TASK: Your answer must consist of every line from the data below that includes the word "background".

INFORMATION PROVIDED:
[Start of section]

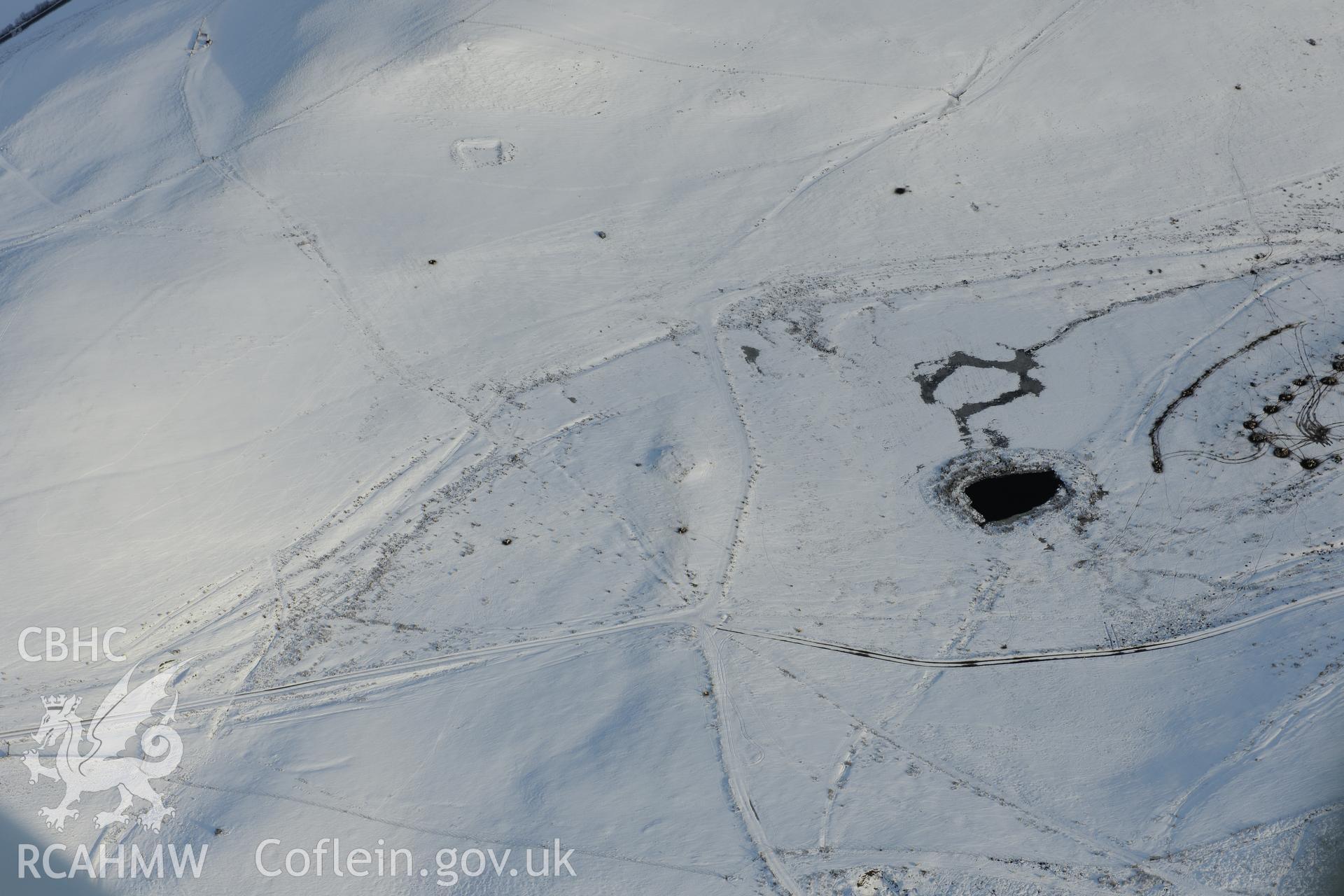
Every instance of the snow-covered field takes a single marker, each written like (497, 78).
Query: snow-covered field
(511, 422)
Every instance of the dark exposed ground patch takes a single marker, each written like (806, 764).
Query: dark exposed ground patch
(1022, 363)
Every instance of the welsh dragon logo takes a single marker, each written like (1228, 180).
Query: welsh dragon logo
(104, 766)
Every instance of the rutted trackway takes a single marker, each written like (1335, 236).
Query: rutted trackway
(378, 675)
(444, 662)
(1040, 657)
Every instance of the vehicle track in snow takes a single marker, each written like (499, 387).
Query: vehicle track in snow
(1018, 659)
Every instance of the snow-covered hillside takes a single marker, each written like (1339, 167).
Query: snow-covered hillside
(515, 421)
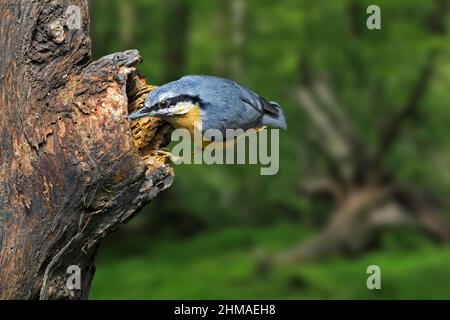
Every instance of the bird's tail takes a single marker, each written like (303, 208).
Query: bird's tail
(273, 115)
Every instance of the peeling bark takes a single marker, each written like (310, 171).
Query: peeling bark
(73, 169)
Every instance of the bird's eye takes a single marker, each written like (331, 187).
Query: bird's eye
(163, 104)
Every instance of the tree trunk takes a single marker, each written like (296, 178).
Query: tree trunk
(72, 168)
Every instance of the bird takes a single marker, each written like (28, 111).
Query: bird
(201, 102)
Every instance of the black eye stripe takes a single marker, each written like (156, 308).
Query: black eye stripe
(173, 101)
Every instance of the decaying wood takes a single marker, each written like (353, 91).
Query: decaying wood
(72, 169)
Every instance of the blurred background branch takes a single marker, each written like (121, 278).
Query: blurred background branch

[End of section]

SOLUTION FOR THIS PROBLEM:
Every instance of the blurred background branch takes a single marker, each written like (121, 278).
Query: blurred background branch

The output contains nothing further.